» **TEXT**:
* * * *

Die Rheinbahn setzt einen Zug ein, der mit den Porträts berühmter DüsseldorferInnen geschmückt ist. Allerdings nur solcher, die im 20. Jahrhundert wirkten. Wir setzen dem dieses Listical entgegen. Und wollen zehn Persönlichkeiten vorstellen, die entscheidend an der Entwicklung der schönsten Stadt am Rhein beteiligt waren und deren Tun noch heute nachwirkt. In der ersten Folge geht es natürlich um die Urväter und -mütter. Diese fünf Menschen haben über die Jahrhunderte aus einem unbedeutenden Fischerdorf mit kaum 200 Einwohnern zunächst ein blühendes Residenzstädtchen geformt, aus dem andere dann eine moderne Großstadt gemacht hat, die weltweit vor allem für ihre kulturellen Institutionen berühmt ist.

* * * *

» **AUFGEFÜHRTE EINTRÄGE**:
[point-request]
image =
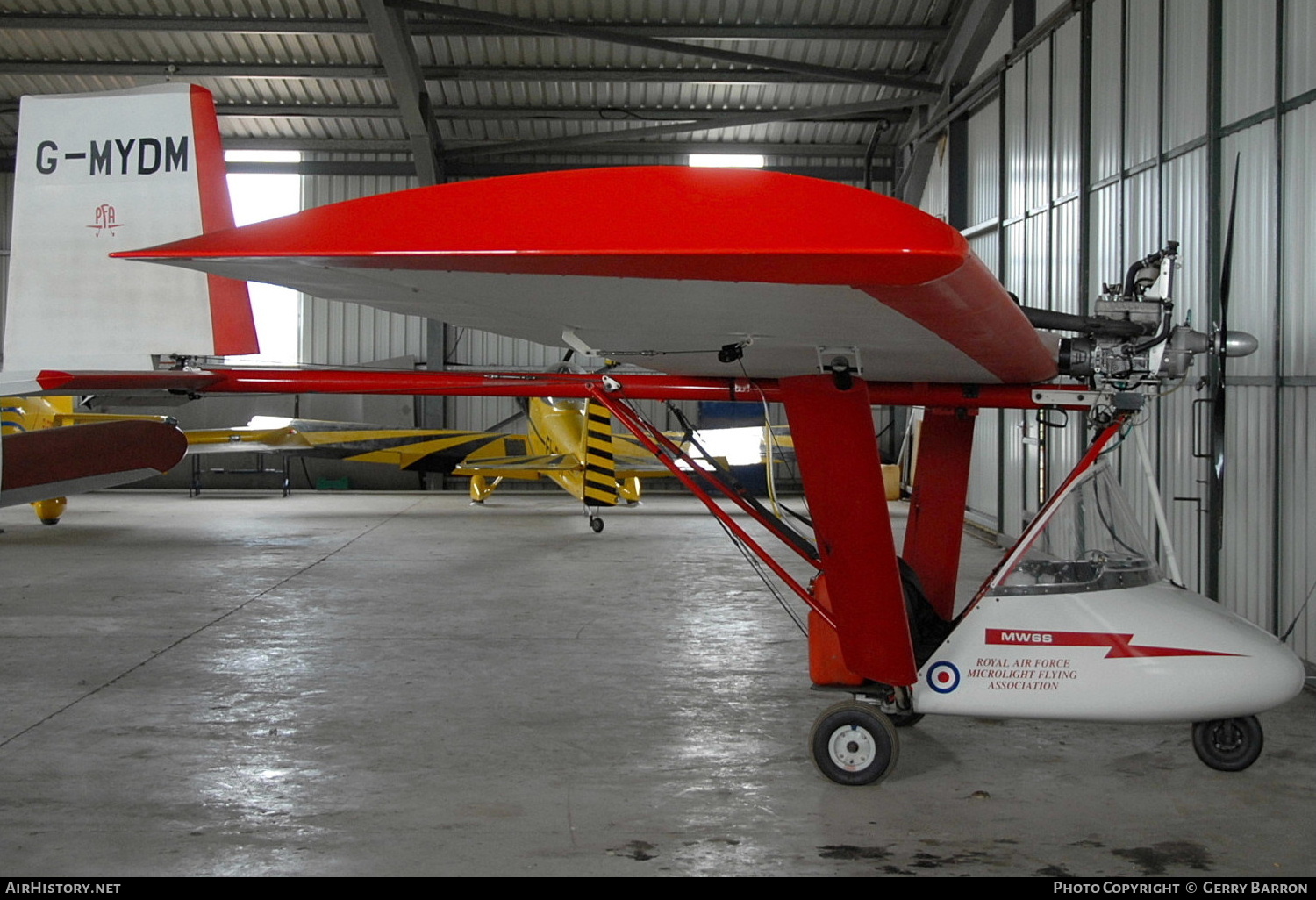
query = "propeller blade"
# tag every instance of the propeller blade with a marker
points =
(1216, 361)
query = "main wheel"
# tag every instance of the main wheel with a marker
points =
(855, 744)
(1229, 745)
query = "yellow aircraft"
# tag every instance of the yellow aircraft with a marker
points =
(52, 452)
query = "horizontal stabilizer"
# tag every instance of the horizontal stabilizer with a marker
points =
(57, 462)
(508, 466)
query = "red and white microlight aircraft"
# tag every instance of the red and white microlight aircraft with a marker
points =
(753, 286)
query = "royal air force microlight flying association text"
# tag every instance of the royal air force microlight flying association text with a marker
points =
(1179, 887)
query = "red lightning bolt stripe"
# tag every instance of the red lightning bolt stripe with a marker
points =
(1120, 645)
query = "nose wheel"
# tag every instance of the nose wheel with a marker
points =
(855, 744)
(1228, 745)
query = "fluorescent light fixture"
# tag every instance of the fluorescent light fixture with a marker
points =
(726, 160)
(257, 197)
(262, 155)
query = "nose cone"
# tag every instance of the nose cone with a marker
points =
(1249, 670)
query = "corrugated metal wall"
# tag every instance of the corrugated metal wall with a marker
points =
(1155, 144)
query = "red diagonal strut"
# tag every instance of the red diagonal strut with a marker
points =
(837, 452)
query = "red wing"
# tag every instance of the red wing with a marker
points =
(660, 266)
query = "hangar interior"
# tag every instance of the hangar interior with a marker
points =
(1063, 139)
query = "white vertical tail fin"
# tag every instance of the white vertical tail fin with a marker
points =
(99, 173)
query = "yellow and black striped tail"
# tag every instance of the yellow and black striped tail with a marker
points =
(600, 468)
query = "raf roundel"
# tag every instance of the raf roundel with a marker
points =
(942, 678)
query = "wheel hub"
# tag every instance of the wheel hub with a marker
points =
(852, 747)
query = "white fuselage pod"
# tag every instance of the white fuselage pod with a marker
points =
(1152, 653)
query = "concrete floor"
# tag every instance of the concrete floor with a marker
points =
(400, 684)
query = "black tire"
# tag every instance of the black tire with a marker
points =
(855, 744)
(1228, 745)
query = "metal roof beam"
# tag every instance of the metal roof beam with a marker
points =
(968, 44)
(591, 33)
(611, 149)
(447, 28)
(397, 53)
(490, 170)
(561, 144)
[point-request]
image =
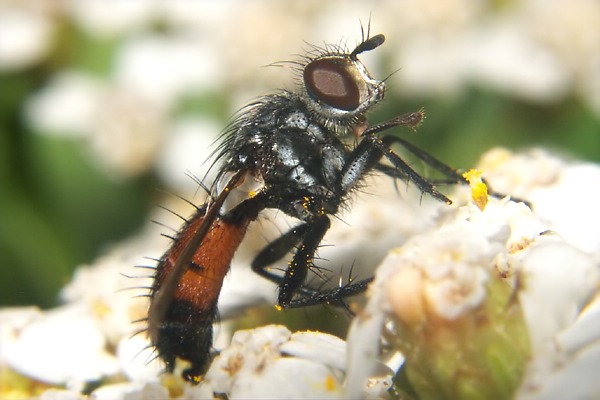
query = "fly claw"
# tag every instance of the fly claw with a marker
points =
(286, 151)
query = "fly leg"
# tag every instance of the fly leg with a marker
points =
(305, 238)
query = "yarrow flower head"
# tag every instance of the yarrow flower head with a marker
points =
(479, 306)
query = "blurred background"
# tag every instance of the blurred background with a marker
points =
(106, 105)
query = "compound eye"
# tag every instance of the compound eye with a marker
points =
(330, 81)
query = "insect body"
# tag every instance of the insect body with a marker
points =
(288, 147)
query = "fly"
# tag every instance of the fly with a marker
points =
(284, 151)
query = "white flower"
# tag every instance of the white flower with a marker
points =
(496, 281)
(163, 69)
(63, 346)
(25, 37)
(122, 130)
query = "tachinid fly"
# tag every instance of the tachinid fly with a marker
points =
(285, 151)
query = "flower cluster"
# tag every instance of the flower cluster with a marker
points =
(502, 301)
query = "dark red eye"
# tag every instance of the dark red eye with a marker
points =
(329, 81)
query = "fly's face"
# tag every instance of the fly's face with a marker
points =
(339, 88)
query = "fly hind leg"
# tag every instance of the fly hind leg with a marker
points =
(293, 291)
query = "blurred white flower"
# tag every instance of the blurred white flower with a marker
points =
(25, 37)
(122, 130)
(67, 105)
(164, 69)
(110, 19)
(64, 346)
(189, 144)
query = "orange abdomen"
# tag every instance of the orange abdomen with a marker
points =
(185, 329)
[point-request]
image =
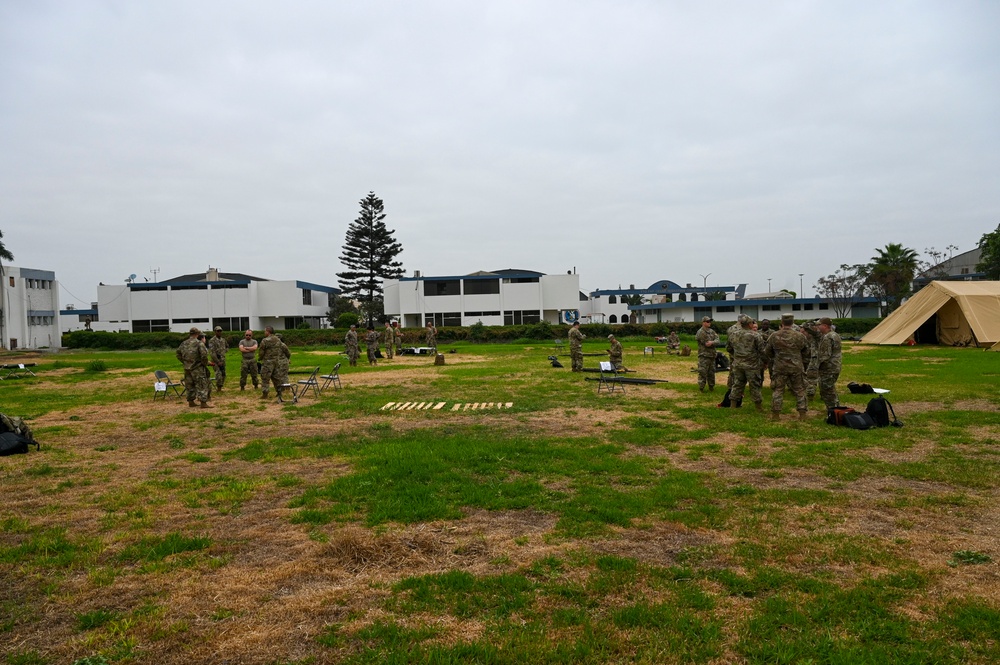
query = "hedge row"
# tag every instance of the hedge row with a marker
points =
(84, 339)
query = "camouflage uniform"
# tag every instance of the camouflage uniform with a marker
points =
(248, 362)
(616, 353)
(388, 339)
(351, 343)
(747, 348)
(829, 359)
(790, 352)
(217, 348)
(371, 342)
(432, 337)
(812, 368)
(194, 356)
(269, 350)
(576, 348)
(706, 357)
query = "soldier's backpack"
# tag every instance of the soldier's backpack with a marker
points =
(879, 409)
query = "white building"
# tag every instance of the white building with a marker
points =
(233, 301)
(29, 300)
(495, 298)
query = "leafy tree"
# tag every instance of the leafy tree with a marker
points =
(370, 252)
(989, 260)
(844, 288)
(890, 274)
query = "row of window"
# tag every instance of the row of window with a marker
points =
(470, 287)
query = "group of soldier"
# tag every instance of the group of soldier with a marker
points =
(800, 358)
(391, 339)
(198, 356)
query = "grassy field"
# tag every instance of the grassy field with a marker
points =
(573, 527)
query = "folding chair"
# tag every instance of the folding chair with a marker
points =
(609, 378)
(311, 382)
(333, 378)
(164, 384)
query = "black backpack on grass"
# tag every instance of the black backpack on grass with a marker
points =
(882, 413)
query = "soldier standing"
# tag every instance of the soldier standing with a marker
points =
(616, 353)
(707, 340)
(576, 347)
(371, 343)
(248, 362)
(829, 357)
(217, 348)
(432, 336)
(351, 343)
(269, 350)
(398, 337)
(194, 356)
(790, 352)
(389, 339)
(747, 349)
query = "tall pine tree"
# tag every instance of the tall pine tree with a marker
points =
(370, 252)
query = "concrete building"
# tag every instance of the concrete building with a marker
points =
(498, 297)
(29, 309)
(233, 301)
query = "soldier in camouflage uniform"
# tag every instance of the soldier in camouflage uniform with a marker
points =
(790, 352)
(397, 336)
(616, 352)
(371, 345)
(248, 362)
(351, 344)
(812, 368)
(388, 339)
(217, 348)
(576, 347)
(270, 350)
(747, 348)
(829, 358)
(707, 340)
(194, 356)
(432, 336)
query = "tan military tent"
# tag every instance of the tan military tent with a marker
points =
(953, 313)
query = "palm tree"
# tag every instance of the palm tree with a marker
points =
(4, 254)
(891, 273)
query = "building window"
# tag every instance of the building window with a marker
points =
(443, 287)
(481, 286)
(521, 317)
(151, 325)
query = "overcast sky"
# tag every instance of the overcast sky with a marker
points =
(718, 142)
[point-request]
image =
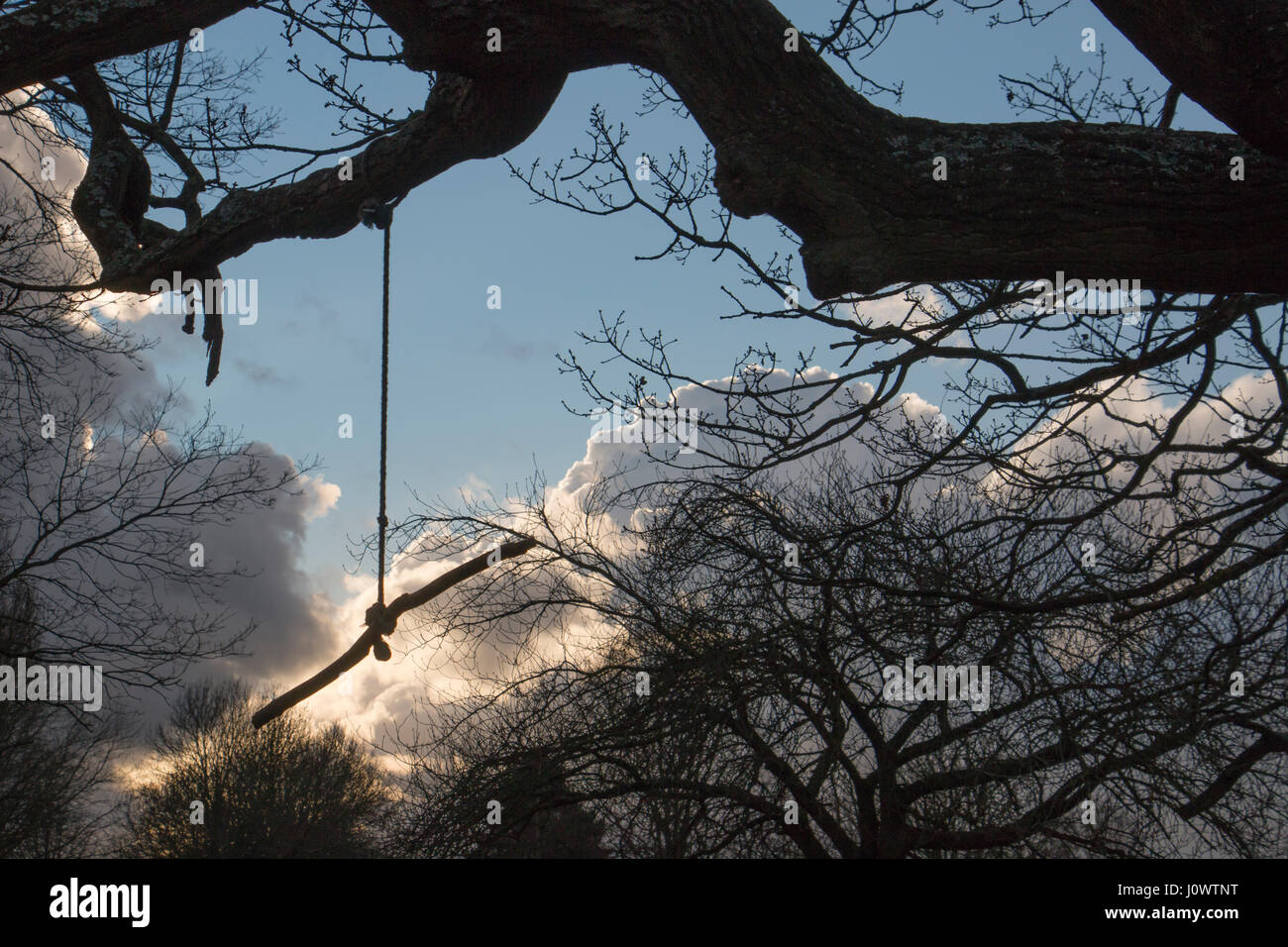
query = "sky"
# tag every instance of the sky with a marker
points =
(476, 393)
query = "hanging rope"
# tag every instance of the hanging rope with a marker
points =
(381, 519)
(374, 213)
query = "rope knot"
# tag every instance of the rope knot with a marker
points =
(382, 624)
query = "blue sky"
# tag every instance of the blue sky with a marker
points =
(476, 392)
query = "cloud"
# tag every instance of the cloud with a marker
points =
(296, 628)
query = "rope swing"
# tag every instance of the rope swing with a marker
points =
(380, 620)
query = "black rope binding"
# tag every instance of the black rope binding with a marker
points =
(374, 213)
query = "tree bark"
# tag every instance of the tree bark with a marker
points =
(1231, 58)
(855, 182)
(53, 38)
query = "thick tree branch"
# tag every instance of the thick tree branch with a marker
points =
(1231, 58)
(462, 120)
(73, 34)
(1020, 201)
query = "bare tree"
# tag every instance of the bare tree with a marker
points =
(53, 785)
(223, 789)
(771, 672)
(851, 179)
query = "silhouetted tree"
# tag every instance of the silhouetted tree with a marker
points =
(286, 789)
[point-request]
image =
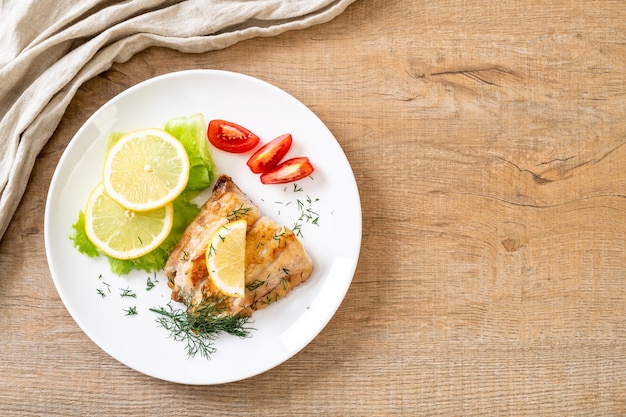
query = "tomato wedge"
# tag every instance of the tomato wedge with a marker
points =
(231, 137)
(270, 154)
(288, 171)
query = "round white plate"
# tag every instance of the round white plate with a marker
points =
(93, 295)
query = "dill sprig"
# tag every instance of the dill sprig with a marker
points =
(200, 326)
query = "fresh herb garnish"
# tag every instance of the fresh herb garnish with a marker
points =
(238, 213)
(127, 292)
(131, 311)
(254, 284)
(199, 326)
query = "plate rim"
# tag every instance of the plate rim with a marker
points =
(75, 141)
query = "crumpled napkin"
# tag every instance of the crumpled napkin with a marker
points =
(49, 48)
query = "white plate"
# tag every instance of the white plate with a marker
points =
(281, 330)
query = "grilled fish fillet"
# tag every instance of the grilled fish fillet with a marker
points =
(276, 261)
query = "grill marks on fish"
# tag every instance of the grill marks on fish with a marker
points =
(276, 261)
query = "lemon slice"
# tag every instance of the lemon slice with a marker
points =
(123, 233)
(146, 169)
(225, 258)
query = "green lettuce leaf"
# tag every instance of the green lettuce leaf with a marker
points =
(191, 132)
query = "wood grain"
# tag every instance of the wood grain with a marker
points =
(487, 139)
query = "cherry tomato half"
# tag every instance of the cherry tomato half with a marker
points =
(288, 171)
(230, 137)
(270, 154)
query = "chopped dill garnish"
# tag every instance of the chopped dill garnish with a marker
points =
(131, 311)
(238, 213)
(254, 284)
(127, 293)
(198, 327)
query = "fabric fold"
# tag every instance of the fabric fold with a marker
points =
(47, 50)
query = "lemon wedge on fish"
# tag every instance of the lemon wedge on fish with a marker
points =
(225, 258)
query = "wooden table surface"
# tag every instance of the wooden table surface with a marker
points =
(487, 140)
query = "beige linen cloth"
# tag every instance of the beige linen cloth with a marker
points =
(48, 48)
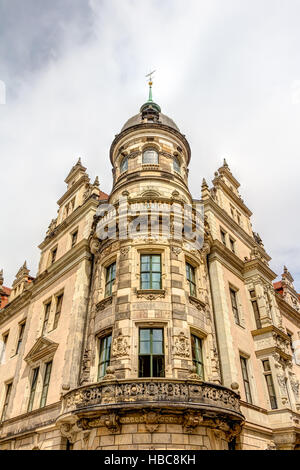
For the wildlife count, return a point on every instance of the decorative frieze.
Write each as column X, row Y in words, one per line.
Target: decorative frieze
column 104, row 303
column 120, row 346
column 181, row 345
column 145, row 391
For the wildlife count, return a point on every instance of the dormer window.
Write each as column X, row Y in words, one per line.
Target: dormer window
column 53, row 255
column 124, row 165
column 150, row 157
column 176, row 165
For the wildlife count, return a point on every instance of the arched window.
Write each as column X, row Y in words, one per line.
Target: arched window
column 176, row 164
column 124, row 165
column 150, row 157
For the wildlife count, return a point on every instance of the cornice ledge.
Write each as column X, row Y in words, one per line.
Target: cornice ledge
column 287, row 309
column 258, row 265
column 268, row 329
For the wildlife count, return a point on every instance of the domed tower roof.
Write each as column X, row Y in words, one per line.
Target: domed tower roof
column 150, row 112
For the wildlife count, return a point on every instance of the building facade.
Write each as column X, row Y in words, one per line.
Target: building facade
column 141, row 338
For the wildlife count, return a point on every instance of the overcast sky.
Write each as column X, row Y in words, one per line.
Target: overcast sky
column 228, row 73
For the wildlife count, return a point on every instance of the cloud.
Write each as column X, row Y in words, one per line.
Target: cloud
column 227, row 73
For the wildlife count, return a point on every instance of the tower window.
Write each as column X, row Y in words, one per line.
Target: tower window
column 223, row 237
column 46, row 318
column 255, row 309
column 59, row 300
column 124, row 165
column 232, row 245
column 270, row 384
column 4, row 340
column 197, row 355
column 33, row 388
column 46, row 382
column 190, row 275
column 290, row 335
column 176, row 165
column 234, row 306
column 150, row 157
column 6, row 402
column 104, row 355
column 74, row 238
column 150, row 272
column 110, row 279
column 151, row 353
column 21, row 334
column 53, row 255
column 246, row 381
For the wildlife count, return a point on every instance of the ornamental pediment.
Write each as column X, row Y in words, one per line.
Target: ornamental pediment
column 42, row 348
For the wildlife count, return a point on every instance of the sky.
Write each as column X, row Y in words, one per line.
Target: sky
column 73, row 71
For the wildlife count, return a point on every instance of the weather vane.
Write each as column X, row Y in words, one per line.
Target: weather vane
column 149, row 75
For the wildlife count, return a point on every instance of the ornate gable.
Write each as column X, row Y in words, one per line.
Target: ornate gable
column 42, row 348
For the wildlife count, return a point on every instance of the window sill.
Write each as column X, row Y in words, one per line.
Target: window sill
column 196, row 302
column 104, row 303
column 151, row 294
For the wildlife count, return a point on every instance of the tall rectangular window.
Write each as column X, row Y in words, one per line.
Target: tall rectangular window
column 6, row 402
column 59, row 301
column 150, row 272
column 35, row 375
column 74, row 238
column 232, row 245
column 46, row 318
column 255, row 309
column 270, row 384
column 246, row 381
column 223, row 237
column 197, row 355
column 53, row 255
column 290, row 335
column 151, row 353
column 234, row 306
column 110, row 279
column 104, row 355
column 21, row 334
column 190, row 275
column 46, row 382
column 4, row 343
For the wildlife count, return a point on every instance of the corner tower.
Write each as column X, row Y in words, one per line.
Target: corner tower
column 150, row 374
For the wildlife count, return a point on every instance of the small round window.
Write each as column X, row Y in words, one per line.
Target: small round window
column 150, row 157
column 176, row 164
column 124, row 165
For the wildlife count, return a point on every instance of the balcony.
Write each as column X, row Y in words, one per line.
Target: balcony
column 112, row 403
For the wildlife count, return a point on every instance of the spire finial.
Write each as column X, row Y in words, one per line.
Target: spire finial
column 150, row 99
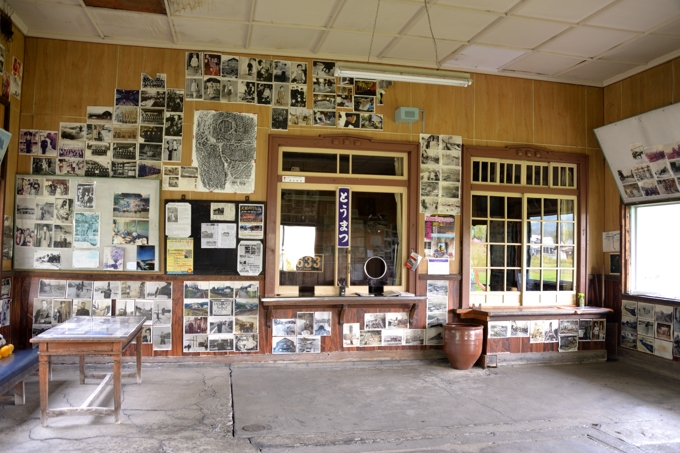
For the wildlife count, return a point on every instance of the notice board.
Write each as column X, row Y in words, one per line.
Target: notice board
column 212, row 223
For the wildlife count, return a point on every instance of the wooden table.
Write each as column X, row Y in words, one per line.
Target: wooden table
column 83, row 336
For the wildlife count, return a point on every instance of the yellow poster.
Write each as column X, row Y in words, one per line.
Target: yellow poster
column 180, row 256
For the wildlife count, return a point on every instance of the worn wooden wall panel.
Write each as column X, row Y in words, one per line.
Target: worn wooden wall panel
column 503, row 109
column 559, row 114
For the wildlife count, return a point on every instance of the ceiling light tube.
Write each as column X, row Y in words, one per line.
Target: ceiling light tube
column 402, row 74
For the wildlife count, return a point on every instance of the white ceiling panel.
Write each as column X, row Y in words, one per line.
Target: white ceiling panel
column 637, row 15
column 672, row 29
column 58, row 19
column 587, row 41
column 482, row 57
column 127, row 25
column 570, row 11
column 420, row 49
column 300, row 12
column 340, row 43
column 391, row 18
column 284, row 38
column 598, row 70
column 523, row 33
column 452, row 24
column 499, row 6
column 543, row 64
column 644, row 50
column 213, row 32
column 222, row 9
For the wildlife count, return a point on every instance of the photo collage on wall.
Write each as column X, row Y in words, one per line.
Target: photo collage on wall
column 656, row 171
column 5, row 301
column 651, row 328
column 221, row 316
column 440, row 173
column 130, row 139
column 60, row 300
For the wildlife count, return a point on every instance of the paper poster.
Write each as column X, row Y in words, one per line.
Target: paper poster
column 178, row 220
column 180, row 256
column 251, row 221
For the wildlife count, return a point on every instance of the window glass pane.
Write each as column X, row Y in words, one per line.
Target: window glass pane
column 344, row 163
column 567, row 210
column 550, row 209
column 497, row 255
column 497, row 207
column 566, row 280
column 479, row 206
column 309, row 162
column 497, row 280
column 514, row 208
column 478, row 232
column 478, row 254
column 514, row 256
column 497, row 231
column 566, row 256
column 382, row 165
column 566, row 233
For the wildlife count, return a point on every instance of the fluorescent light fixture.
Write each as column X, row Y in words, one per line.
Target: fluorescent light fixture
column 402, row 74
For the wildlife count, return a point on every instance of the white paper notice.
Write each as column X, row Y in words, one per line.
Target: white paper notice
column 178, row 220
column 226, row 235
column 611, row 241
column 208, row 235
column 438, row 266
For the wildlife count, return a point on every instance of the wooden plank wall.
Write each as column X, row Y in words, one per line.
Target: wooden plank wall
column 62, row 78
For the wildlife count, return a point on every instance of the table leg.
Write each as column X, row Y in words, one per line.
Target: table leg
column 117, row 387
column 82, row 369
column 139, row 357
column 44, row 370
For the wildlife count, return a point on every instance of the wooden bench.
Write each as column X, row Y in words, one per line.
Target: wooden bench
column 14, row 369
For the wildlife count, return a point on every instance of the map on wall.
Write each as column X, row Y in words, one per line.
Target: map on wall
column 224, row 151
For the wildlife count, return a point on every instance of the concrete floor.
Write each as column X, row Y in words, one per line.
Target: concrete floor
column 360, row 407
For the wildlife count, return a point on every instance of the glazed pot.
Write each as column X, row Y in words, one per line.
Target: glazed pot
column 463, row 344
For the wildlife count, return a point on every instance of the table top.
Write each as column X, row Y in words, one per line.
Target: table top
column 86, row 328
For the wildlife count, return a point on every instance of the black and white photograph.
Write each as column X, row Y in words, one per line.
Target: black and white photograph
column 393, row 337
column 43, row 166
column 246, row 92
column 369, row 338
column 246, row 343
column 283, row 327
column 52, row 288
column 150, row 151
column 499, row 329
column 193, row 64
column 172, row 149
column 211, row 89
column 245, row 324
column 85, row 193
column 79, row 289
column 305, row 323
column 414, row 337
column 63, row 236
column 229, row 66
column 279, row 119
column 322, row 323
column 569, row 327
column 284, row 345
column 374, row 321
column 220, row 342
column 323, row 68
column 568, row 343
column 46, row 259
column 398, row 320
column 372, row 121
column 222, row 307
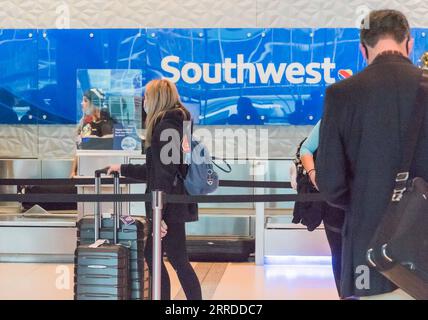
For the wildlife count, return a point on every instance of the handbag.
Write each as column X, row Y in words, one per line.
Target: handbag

* * * *

Welche Bezeichnungen verwendet der Text über Düsseldorfer Persönlichkeiten für die Stufen, die der Ort in seiner Entwicklung durchlief? Gib alle an, jeweils mit dem zugehörigen Adjektiv.

» **LÖSUNG**: unbedeutendes Fischerdorf, blühendes Residenzstädtchen, moderne Großstadt